#### EXERCISE TASK:
Copy all of the data below line for line, without changing anything. Leave the pictures out of your copy.

#### INPUT FOR THIS TASK:
-------------------------

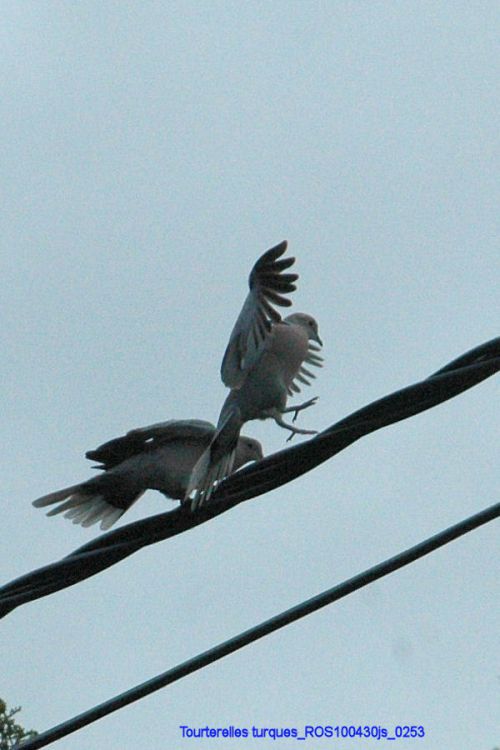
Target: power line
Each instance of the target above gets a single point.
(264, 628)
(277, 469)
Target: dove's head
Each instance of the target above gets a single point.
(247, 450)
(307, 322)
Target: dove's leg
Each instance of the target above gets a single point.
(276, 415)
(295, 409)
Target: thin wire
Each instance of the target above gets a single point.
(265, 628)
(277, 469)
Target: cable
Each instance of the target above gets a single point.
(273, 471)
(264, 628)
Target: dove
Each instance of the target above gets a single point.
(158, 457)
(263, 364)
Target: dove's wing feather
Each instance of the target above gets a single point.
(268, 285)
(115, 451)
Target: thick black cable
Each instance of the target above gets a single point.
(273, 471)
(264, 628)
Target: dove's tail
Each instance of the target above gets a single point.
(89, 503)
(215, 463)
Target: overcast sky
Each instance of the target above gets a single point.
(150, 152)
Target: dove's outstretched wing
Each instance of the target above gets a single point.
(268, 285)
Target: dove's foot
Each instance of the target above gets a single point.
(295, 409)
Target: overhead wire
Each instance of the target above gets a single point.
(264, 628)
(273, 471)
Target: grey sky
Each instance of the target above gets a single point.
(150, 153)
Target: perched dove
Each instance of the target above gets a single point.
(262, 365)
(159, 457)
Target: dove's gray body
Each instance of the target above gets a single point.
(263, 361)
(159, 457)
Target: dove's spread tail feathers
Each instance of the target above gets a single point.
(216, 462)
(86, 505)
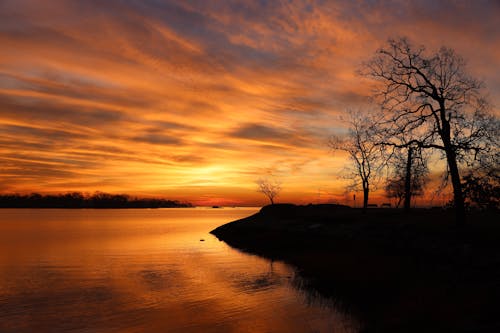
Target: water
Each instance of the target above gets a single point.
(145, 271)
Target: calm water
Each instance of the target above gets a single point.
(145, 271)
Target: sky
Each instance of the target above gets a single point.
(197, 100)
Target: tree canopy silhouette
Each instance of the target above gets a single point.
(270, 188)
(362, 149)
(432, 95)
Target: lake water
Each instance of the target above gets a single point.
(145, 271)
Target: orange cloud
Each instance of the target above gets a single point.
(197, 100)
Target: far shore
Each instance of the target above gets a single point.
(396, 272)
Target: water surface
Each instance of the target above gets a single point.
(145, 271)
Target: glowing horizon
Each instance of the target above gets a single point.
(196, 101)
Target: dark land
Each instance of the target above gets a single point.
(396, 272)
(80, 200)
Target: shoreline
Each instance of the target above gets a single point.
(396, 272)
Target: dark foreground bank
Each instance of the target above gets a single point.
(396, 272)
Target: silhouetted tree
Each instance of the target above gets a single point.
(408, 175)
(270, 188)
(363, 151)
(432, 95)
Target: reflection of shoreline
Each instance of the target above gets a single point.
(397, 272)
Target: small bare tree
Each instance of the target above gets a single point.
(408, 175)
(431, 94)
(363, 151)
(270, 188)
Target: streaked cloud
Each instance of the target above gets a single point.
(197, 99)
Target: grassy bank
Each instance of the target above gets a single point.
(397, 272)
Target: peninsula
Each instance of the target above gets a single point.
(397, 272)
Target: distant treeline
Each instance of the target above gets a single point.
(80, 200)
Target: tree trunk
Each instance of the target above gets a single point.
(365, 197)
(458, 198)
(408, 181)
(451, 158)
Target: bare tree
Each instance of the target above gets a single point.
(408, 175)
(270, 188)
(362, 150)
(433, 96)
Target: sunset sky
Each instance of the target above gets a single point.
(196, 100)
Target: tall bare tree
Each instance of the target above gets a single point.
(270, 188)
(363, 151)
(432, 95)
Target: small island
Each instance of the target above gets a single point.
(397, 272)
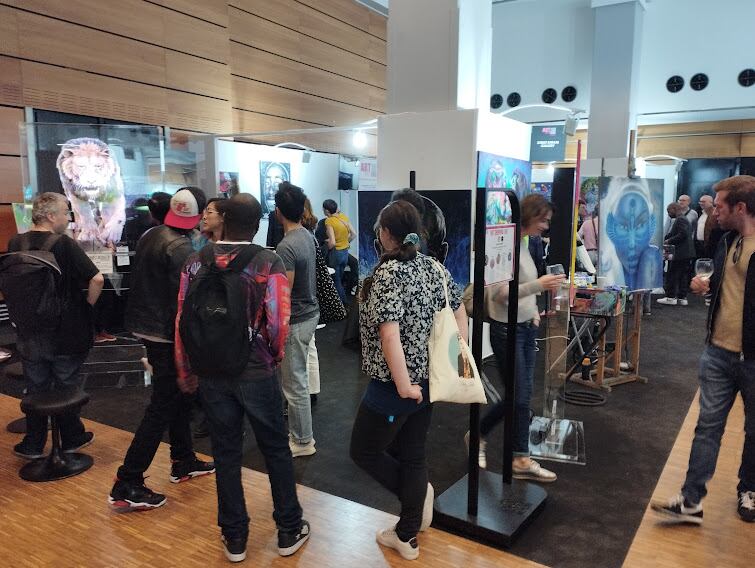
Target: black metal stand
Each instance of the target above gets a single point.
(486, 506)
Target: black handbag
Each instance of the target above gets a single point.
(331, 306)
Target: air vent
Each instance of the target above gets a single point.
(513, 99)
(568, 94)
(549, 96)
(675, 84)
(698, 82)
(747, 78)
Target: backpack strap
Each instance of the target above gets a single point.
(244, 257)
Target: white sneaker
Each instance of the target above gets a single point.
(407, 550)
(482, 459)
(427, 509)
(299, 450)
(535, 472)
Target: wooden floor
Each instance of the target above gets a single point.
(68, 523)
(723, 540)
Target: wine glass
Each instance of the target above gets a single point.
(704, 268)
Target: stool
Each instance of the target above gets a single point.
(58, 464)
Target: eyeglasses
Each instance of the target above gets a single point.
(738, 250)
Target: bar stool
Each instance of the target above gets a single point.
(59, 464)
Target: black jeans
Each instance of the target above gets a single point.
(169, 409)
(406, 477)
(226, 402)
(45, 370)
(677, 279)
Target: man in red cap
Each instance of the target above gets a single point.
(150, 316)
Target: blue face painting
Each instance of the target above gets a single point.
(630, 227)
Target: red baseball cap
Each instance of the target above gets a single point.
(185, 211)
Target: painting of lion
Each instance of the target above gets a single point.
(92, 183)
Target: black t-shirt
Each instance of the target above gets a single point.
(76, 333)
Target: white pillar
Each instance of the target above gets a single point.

-------------------------

#### ANSWER FOR THE TASK:
Target: power line
Each instance of the target above gets a single point.
(264, 628)
(277, 469)
Target: dove's head
Each instance of the target above gets a single point.
(247, 450)
(307, 322)
Target: dove's leg
Each instance of the target above gets a single point.
(276, 415)
(295, 409)
Target: thin wire
Each instance of the target above gets a single point.
(265, 628)
(277, 469)
Target: cable
Each instance of the target above gets a single point.
(273, 471)
(264, 628)
Target: dove
Each instance of the target above gets a single point.
(158, 457)
(263, 364)
Target: dove's wing feather
Each instance of the target above gets a single point.
(268, 285)
(115, 451)
Target: thick black cable
Each instance of the target above gets a single point.
(273, 471)
(264, 628)
Target: dove's tail
Each instance of the target above gets a single point.
(89, 503)
(215, 463)
Target: overcast sky
Each instance of the target above gets a single point.
(150, 152)
Target: dove's outstretched wing
Each instance of the target above gets a single point.
(268, 285)
Target: dove's foot
Each instance of the target above gets a single point.
(295, 409)
Target: overhead wire
Each instance of the target above gets a single point.
(264, 628)
(273, 471)
Target: grey sky
Each instance of the target above gets a single point.
(150, 153)
Target: perched dove
Each instance of the target above gets a single point.
(262, 365)
(159, 457)
Target: dove's gray body
Each instance of the target above gets a single point.
(263, 361)
(159, 457)
Target: dove's spread tail feathers
Each instance of the target above gets a single point.
(216, 462)
(86, 505)
Target: water
Each instance of the target above gets a single point.
(145, 271)
Target: calm water
Each instance of the target above gets a single point.
(145, 271)
Target: sky
Each instance of the target above gets a single point.
(197, 100)
Target: tree canopy silhouette
Each instance of the target above gets a single point.
(270, 188)
(362, 149)
(432, 95)
Target: lake water
Each instance of the target above gets a single point.
(145, 271)
Target: orange cloud
Each instance of the target above gets a single point.
(197, 100)
Target: far shore
Each instance of the target above gets a single point.
(396, 272)
Target: water surface
Each instance of the target above gets a single point.
(145, 271)
Target: glowing horizon
Each instance of the target above gets a single point.
(196, 101)
Target: dark land
Each instance of the target above gets a single point.
(396, 272)
(80, 200)
Target: shoreline
Each instance of the target above gets a single point.
(396, 272)
Target: dark foreground bank
Each instance of the target above gets a single point.
(396, 272)
Target: silhouetted tree
Each instance of the target above gets a single point.
(408, 175)
(270, 188)
(363, 151)
(432, 95)
Target: reflection of shoreline
Each instance of the target above gets a single point.
(397, 272)
Target: small bare tree
Each instance of the target above gets a single point.
(408, 175)
(431, 94)
(363, 151)
(270, 188)
Target: streaked cloud
Each instance of the target above gets a single point.
(197, 99)
Target: grassy bank
Each instance of the target above gets a single point.
(397, 272)
Target: peninsula
Each instance of the target above gets a single point.
(397, 272)
Target: distant treeline
Each instance of the target above gets a single point.
(80, 200)
Target: tree trunk
Each instance of the target above gets a single point.
(365, 197)
(458, 198)
(408, 181)
(451, 158)
Target: bare tree
Each instance of the target above gets a single point.
(408, 175)
(270, 188)
(362, 150)
(433, 96)
Target: sunset sky
Each instance of the target above gets a single point.
(196, 100)
Target: tall bare tree
Each instance of the target above gets a single point.
(270, 188)
(363, 151)
(432, 95)
Target: small island
Each instance of the target above gets a single point.
(397, 272)
Target: black metal stand
Each instance of the target above gets a single point.
(486, 506)
Target: black handbag
Each instance of the target above gets a single point.
(331, 306)
Target: air vent
Each instance of the target above gets a single point.
(513, 99)
(568, 94)
(549, 96)
(675, 84)
(698, 82)
(747, 78)
Target: backpack strap
Each instance of the target above gets a single point.
(244, 257)
Target: white sneaker
Each instance of the target above gets a single point.
(407, 550)
(482, 459)
(427, 509)
(299, 450)
(535, 472)
Target: wooden floor
Each instance of the target above gets a single point.
(68, 523)
(723, 540)
Target: wine glass
Each instance of the target above gets a single point.
(704, 268)
Target: stool
Each instance of the target above gets a single point.
(58, 464)
Target: eyeglasses
Each instance of the target above gets a single point.
(738, 250)
Target: bar stool
Each instance of the target above gets a single point.
(59, 464)
Target: black jeans
Each instance of the target above gets a single point.
(169, 409)
(406, 477)
(226, 402)
(45, 370)
(677, 279)
Target: man in red cap
Each instance of the target above gets a single point.
(150, 316)
Target: blue face painting
Each instance of the target above gets a single point.
(630, 227)
Target: red baseball cap
Each instance of the target above gets a single point.
(185, 211)
Target: painting of lion
Each instance of the target above gets a single point.
(92, 183)
Target: black t-shirt
Each instance of the target above gets a single point.
(76, 333)
Target: white pillar
Each instance of the target above gets a single point.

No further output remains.